• [SOURCE]
========================

The Athletic's big board notes that the Eagles' 2025 first-round picks, linebacker Jihaad Campbell and safety Drew Mukuba, both had promising rookie years and are projected starters in 2026. That continuity through the draft validates Roseman's approach and raises expectations for this class to produce similarly impactful contributors from day one.
Tanner McKee: Trade Chip or Insurance Policy?
Backup quarterback Tanner McKee is entering the final year of his rookie deal and has been the subject of trade discussions. Roseman described McKee as providing incredible security and said the recent acquisition of Andy Dalton has nothing to do with McKee's future. Whether that is genuine or posturing for a deal remains to be seen, but SI.com identified McKee as an under-the-radar trade candidate who could net additional draft compensation. With Dalton providing veteran insurance and the Eagles not expected to draft a quarterback, McKee's value as a trade asset could give Roseman even more flexibility on draft weekend.
Bottom Line
The Eagles are 20 days away from the draft with a clear set of priorities: offensive tackle for the future, edge rusher depth, safety, and potentially wide receiver depending on how the A.J. Brown situation resolves. Roseman has nine picks, potential trade capital in McKee, and a track record of aggressive board movement. The prospect visit list leans heavily toward the trenches, with three offensive tackles and two edge rushers among the early visitors, which aligns with how this front office has always built. Whether the Eagles stay at 23 or make a move, the infrastructure for a productive draft weekend is in place. The next three weeks will determine whether this roster goes from incomplete to championship-caliber.

========================

• [Excerpts from point annotation records]
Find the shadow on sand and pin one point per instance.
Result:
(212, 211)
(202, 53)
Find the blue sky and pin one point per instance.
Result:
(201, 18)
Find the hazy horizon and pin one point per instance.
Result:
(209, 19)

========================

• [THE TASKS]
• a. Reproduce the Eagles draft text in full, word for word.
• b. Rewrite every line of the records as a JSON list of strings, one string per line, leaving out blank lines.
The text and the records were drawn from unrelated sources.

• [RESPONSES IN ORDER]
• a.
The Athletic's big board notes that the Eagles' 2025 first-round picks, linebacker Jihaad Campbell and safety Drew Mukuba, both had promising rookie years and are projected starters in 2026. That continuity through the draft validates Roseman's approach and raises expectations for this class to produce similarly impactful contributors from day one.
Tanner McKee: Trade Chip or Insurance Policy?
Backup quarterback Tanner McKee is entering the final year of his rookie deal and has been the subject of trade discussions. Roseman described McKee as providing incredible security and said the recent acquisition of Andy Dalton has nothing to do with McKee's future. Whether that is genuine or posturing for a deal remains to be seen, but SI.com identified McKee as an under-the-radar trade candidate who could net additional draft compensation. With Dalton providing veteran insurance and the Eagles not expected to draft a quarterback, McKee's value as a trade asset could give Roseman even more flexibility on draft weekend.
Bottom Line
The Eagles are 20 days away from the draft with a clear set of priorities: offensive tackle for the future, edge rusher depth, safety, and potentially wide receiver depending on how the A.J. Brown situation resolves. Roseman has nine picks, potential trade capital in McKee, and a track record of aggressive board movement. The prospect visit list leans heavily toward the trenches, with three offensive tackles and two edge rushers among the early visitors, which aligns with how this front office has always built. Whether the Eagles stay at 23 or make a move, the infrastructure for a productive draft weekend is in place. The next three weeks will determine whether this roster goes from incomplete to championship-caliber.

• b.
[
  "Find the shadow on sand and pin one point per instance.",
  "Result:",
  "(212, 211)",
  "(202, 53)",
  "Find the blue sky and pin one point per instance.",
  "Result:",
  "(201, 18)",
  "Find the hazy horizon and pin one point per instance.",
  "Result:",
  "(209, 19)"
]